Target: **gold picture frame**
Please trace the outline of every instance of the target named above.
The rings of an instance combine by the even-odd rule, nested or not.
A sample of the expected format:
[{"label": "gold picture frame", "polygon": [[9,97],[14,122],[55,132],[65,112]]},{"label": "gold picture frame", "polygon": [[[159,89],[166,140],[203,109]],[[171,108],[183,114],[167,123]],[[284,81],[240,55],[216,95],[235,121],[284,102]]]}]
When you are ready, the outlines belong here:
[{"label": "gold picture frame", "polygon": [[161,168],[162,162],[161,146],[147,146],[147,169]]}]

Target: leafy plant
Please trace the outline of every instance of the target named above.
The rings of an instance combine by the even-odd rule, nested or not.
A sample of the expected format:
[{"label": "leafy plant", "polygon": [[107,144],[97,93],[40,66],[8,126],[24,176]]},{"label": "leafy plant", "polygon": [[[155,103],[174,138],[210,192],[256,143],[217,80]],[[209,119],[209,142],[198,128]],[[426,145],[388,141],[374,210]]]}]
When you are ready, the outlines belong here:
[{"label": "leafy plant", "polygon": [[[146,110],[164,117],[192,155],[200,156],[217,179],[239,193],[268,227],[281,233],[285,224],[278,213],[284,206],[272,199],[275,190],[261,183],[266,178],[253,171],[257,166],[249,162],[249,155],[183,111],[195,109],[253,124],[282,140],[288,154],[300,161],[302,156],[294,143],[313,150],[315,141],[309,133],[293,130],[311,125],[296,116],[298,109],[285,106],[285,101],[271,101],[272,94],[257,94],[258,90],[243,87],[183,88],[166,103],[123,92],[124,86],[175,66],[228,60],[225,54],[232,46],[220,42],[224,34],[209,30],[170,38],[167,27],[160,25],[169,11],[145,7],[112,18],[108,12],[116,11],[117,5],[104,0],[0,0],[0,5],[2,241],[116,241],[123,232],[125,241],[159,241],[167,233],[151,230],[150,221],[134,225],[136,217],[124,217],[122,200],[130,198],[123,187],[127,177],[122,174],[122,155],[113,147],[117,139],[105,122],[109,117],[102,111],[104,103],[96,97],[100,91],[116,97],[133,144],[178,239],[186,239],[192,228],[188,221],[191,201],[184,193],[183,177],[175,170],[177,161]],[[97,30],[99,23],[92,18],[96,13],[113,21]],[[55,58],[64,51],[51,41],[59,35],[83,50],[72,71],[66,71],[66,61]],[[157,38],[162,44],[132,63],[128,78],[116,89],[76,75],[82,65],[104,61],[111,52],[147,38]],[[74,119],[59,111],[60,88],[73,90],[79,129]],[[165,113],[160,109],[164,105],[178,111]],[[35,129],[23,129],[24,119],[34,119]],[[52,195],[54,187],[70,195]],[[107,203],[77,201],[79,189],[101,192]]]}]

· · · ·

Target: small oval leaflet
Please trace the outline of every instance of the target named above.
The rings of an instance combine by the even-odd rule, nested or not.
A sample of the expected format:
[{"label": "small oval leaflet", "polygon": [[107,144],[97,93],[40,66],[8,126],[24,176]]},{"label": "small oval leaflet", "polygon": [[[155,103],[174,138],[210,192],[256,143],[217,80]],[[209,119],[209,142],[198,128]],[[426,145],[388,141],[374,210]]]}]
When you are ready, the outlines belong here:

· · · ·

__WHAT NEEDS TO BE DONE__: Copy out every line of the items above that contains the string "leafy", matching case exactly.

__CORRECT RESULT__:
Target: leafy plant
[{"label": "leafy plant", "polygon": [[107,144],[97,93],[40,66],[8,126],[24,176]]},{"label": "leafy plant", "polygon": [[[155,103],[174,138],[210,192],[256,143],[217,80]],[[209,119],[209,142],[198,128]],[[426,145],[388,141],[374,210]]]}]
[{"label": "leafy plant", "polygon": [[[146,110],[164,117],[192,155],[200,156],[217,179],[239,193],[268,227],[281,233],[285,224],[278,213],[284,206],[272,199],[275,190],[261,183],[266,178],[253,171],[257,166],[249,162],[249,155],[183,111],[195,109],[253,124],[282,140],[288,154],[300,161],[302,156],[294,143],[313,150],[315,141],[309,133],[293,130],[311,125],[296,116],[298,109],[285,106],[285,101],[271,101],[272,94],[257,94],[258,90],[243,87],[183,88],[166,103],[123,92],[124,86],[175,66],[228,60],[225,54],[232,46],[220,42],[224,34],[209,30],[170,38],[167,27],[160,25],[169,11],[145,7],[112,18],[108,12],[116,11],[117,5],[104,0],[0,0],[0,5],[2,241],[116,241],[123,232],[125,241],[159,241],[167,233],[151,230],[150,221],[134,225],[136,217],[124,217],[122,200],[130,198],[123,187],[127,177],[122,174],[122,155],[113,147],[117,139],[105,122],[109,117],[102,111],[104,103],[96,97],[100,91],[116,97],[133,144],[178,239],[186,239],[192,228],[188,221],[191,201],[184,193],[183,177],[175,170],[177,161]],[[97,30],[99,23],[92,18],[96,13],[113,21]],[[55,58],[64,51],[51,41],[59,35],[83,50],[72,71],[66,71],[66,61]],[[157,38],[162,44],[132,63],[128,78],[116,89],[76,75],[82,65],[104,61],[111,52],[147,38]],[[74,119],[59,111],[60,88],[73,90],[79,129]],[[165,113],[160,109],[164,105],[178,111]],[[35,129],[23,129],[24,119],[34,119]],[[52,195],[54,187],[70,195]],[[107,203],[77,201],[79,189],[101,192]]]}]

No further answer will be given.